**GOAL OF THE EXERCISE**:
Copy each line of the listing below exactly.

**DATA SUPPLIED**:
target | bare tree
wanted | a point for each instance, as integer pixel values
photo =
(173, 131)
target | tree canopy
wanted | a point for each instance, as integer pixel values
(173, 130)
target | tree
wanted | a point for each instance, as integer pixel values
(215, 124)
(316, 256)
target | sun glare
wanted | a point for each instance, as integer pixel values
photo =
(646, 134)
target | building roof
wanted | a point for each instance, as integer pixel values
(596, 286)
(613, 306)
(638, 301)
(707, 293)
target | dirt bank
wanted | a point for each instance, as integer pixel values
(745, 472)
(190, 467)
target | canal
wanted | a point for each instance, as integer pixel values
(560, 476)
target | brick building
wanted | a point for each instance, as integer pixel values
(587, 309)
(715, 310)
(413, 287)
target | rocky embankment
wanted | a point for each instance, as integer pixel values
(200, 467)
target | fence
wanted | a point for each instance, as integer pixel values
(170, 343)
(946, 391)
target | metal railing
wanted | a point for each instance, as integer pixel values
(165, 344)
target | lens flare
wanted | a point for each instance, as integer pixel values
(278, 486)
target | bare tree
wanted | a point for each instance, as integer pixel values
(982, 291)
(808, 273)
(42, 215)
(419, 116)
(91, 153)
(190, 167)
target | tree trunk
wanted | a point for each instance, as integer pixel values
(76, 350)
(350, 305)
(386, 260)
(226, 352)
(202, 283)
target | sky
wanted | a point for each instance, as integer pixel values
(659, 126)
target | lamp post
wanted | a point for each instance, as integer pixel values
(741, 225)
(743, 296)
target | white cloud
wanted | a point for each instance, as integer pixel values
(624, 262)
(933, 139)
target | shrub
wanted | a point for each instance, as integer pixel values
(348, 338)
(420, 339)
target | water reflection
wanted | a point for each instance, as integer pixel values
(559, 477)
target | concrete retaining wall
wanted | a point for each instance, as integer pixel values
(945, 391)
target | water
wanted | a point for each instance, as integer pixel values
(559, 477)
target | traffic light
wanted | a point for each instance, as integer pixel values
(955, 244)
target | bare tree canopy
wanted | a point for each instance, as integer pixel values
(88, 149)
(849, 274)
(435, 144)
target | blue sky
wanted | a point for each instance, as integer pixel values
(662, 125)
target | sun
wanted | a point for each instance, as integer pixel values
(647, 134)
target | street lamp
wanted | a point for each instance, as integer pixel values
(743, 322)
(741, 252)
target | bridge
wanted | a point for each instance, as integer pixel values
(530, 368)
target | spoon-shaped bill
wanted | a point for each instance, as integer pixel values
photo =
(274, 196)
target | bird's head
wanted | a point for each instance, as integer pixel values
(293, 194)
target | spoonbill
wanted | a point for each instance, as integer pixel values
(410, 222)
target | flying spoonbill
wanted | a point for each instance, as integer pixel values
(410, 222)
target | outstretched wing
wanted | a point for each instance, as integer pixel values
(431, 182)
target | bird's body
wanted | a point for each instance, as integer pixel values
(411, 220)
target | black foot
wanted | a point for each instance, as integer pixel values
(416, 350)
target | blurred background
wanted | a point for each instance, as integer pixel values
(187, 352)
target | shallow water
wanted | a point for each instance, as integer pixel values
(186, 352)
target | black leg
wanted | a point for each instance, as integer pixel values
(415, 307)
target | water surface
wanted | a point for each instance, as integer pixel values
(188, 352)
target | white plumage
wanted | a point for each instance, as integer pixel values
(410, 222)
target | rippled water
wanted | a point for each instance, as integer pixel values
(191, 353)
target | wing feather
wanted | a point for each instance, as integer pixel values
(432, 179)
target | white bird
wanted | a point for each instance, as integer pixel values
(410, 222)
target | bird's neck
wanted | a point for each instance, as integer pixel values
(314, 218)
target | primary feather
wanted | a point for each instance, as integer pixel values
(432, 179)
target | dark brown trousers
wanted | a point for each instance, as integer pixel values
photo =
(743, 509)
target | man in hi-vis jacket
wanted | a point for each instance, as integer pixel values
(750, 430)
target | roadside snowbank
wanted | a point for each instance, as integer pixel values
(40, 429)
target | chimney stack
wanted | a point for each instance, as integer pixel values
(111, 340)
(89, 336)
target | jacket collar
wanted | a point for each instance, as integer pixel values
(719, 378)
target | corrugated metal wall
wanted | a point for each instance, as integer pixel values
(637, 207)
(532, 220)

**REPLY**:
target | bare tree
wanted | a point for each instance, as integer pixel values
photo =
(173, 131)
target | tree canopy
wanted | a point for each instance, as integer pixel values
(173, 130)
target | tree
wanted | a point for each instance, as integer pixel values
(215, 124)
(316, 256)
target | sun glare
wanted | a point for each instance, as integer pixel values
photo =
(646, 134)
target | building roof
wanted | a point for each instance, as integer pixel values
(596, 286)
(613, 306)
(638, 301)
(707, 293)
target | dirt bank
wanted | a point for each instance, as integer pixel values
(745, 472)
(190, 467)
target | canal
wanted | a point for each instance, as integer pixel values
(560, 476)
target | brick building
wanted | a point for each instance, as integer pixel values
(587, 309)
(715, 310)
(413, 287)
target | rocky embankment
wanted | a point for each instance, as integer pixel values
(200, 467)
target | fence
wanted | a point for each instance, as integer pixel values
(170, 343)
(946, 391)
target | metal railing
wanted | a point for each instance, as integer pixel values
(165, 344)
target | lens flare
wanted | a point for each instance, as integer pixel values
(278, 486)
target | bare tree
wanted | a point for each instance, as integer pixel values
(982, 291)
(808, 273)
(42, 215)
(419, 116)
(91, 153)
(190, 167)
target | tree trunk
wanted | a point for each instance, as integer pixel values
(76, 350)
(350, 305)
(386, 260)
(226, 352)
(202, 283)
target | sky
wanted | a point for each instance, as integer pixel values
(659, 126)
target | lamp post
wanted | a point for each instance, as integer pixel values
(741, 225)
(743, 296)
target | white cloud
wanted | a point for each instance, as integer pixel values
(624, 262)
(933, 139)
target | shrub
wanted | a point for each instance, as integer pixel values
(348, 338)
(420, 339)
target | water reflection
wanted | a point for each instance, as integer pixel values
(559, 477)
target | concrete retaining wall
wanted | a point for each instance, as integer pixel values
(945, 391)
target | water
wanted | a point for each instance, as integer pixel values
(559, 477)
target | traffic light
wanted | a point for each instance, as integer pixel values
(955, 244)
target | bare tree canopy
wanted | a point for each instance, as integer pixel values
(88, 149)
(849, 274)
(435, 144)
target | blue sky
wanted | a point for each instance, as integer pixel values
(662, 125)
target | sun
wanted | a point for each instance, as integer pixel values
(647, 134)
target | street lamp
wanted | a point for each instance, as integer pixel values
(743, 322)
(741, 252)
target | bridge
wanted | a point for each instance, as integer pixel values
(530, 368)
target | spoon-shaped bill
wanted | a point for each instance, as integer pixel values
photo =
(274, 196)
target | bird's head
wanted | a point for each instance, as integer pixel values
(293, 194)
target | spoonbill
wanted | a point for each instance, as integer pixel values
(410, 222)
target | flying spoonbill
wanted | a point for each instance, as integer pixel values
(410, 222)
target | outstretched wing
wanted | a point for each instance, as integer pixel values
(431, 182)
target | bird's body
wanted | a point for each instance, as integer pixel values
(411, 220)
target | black foot
wanted | a point for each instance, as integer pixel values
(416, 350)
target | blurred background
wanted | a point for each instance, as integer pixel values
(187, 352)
target | shallow water
wanted | a point for each instance, as integer pixel values
(186, 352)
target | black leg
wanted | a point for each instance, as integer pixel values
(415, 307)
target | water surface
wanted | a point for each instance, as integer pixel values
(188, 352)
target | white plumage
wanted | a point for each instance, as integer pixel values
(410, 222)
target | rippled water
wanted | a point for each instance, as integer pixel values
(191, 353)
target | wing feather
wanted | a point for each instance, as integer pixel values
(432, 179)
target | white bird
wanted | a point for each instance, as integer pixel values
(410, 222)
target | bird's neck
wanted | a point for each instance, as integer pixel values
(314, 218)
target | primary feather
wanted | a point for each instance, as integer pixel values
(432, 179)
target | dark brown trousers
wanted | a point for each instance, as integer pixel values
photo =
(743, 509)
target | man in hi-vis jacket
wanted | a point for each instance, as integer pixel values
(750, 430)
target | roadside snowbank
wanted | a point for each instance, as integer pixel values
(40, 429)
target | chimney stack
wanted | a point for each instance, as integer pixel values
(111, 340)
(89, 336)
target | jacket collar
wanted | a point for each instance, as integer pixel values
(719, 378)
target | corrugated metal wall
wanted | a point for each instance, as integer pixel values
(637, 207)
(532, 220)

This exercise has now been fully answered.